##### PROVIDED DATA

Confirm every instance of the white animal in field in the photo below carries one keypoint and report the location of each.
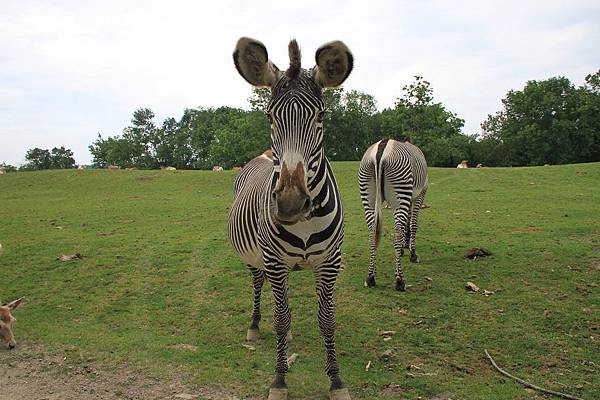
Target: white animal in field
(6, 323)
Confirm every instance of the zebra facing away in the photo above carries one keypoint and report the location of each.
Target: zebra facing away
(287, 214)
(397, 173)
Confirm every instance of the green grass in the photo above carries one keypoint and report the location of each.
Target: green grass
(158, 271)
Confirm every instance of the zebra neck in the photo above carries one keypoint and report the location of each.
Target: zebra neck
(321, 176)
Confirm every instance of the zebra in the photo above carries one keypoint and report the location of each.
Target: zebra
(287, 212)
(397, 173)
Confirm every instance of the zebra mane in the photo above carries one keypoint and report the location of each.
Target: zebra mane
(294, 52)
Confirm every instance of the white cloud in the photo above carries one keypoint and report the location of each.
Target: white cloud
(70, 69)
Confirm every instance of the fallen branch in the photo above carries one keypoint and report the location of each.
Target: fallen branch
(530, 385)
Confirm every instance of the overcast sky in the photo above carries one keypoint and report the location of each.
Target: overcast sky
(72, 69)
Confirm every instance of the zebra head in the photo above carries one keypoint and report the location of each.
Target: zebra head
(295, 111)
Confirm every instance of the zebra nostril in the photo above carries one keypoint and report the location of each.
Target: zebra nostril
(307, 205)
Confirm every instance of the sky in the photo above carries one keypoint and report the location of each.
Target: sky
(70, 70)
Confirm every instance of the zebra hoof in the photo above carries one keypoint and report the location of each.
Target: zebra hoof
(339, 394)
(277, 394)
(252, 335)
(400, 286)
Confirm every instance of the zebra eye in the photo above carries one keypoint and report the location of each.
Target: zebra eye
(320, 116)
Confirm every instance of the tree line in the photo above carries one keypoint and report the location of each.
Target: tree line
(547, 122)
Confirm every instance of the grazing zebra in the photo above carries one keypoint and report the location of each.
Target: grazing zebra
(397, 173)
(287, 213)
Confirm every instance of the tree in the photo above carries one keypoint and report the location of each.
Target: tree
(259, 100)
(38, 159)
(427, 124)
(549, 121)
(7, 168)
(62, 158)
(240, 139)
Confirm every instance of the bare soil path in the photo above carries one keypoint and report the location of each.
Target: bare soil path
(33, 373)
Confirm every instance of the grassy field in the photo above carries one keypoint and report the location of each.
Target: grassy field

##########
##### PROVIDED DATA

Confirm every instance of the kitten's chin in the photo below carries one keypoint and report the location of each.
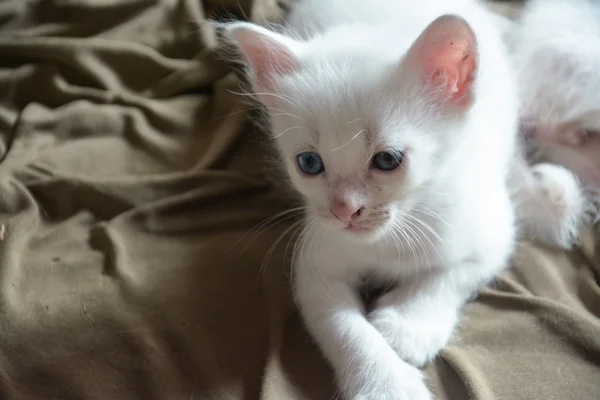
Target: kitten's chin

##########
##### PROVIDED DATA

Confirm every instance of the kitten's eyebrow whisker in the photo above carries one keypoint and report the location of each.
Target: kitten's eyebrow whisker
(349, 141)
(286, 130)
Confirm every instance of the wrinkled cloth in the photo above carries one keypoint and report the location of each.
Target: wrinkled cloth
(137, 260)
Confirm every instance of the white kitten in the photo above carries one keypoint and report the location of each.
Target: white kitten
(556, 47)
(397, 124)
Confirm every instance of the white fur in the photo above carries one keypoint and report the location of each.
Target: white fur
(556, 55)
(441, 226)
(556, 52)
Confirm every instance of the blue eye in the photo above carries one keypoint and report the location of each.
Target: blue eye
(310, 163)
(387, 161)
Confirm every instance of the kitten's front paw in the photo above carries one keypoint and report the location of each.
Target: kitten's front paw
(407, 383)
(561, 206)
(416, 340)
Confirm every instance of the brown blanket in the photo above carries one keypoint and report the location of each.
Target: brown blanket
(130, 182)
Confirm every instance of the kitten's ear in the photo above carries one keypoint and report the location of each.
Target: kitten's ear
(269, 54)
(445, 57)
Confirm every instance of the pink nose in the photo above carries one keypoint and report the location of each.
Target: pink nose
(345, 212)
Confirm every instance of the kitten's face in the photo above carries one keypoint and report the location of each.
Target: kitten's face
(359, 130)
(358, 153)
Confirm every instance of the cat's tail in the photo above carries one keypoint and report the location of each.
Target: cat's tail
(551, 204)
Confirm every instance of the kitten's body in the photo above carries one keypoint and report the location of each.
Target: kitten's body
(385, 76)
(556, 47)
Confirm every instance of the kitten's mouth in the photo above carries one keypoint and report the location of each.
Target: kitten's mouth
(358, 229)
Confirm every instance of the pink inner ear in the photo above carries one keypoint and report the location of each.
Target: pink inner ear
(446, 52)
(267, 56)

##########

WHAT IS REQUIRED:
The expected output is exactly the lines of the listing above between the line holding "Confirm every instance of the sky" and the line holding "Confirm every instance of the tree line", inclusive.

SOLUTION FOR THIS EXERCISE:
Confirm every instance of the sky in the photo above carries one keypoint and report the location of each.
Target: sky
(70, 70)
Confirm every instance of the zebra hoof in the photo above carries one keypoint and report the location of each.
Target: zebra hoof
(339, 394)
(277, 394)
(252, 335)
(400, 286)
Confirm every instance of the zebra eye in the photo above carries one keypoint and report the location of each.
Target: zebra eye
(320, 116)
Confirm every instance of the tree line in the photo above carries one keypoint and report the location of each.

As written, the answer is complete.